◆ **Given exercise**
Copy out every row below line for line, with no changes.

◆ **Data section**
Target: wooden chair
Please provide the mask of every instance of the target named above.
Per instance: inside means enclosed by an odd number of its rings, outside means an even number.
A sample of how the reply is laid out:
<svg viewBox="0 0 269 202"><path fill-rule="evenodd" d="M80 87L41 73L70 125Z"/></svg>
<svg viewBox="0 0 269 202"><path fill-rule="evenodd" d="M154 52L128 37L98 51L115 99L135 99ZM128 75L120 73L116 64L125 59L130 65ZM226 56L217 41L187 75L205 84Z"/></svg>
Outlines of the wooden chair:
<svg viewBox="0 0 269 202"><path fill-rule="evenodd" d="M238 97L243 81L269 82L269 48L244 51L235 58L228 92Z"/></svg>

◆ **Correct output**
Target: wooden chair
Please provide the mask of every instance of the target named above.
Per instance: inside means enclosed by an odd number of its rings, outside means an even number.
A sample of how the reply is laid out:
<svg viewBox="0 0 269 202"><path fill-rule="evenodd" d="M80 87L41 73L70 125Z"/></svg>
<svg viewBox="0 0 269 202"><path fill-rule="evenodd" d="M154 52L128 37L98 51L115 99L135 99ZM128 75L120 73L116 64L125 59L130 65ZM226 56L217 41L187 75L205 84Z"/></svg>
Outlines of the wooden chair:
<svg viewBox="0 0 269 202"><path fill-rule="evenodd" d="M238 97L243 81L269 82L269 48L244 51L235 58L228 92Z"/></svg>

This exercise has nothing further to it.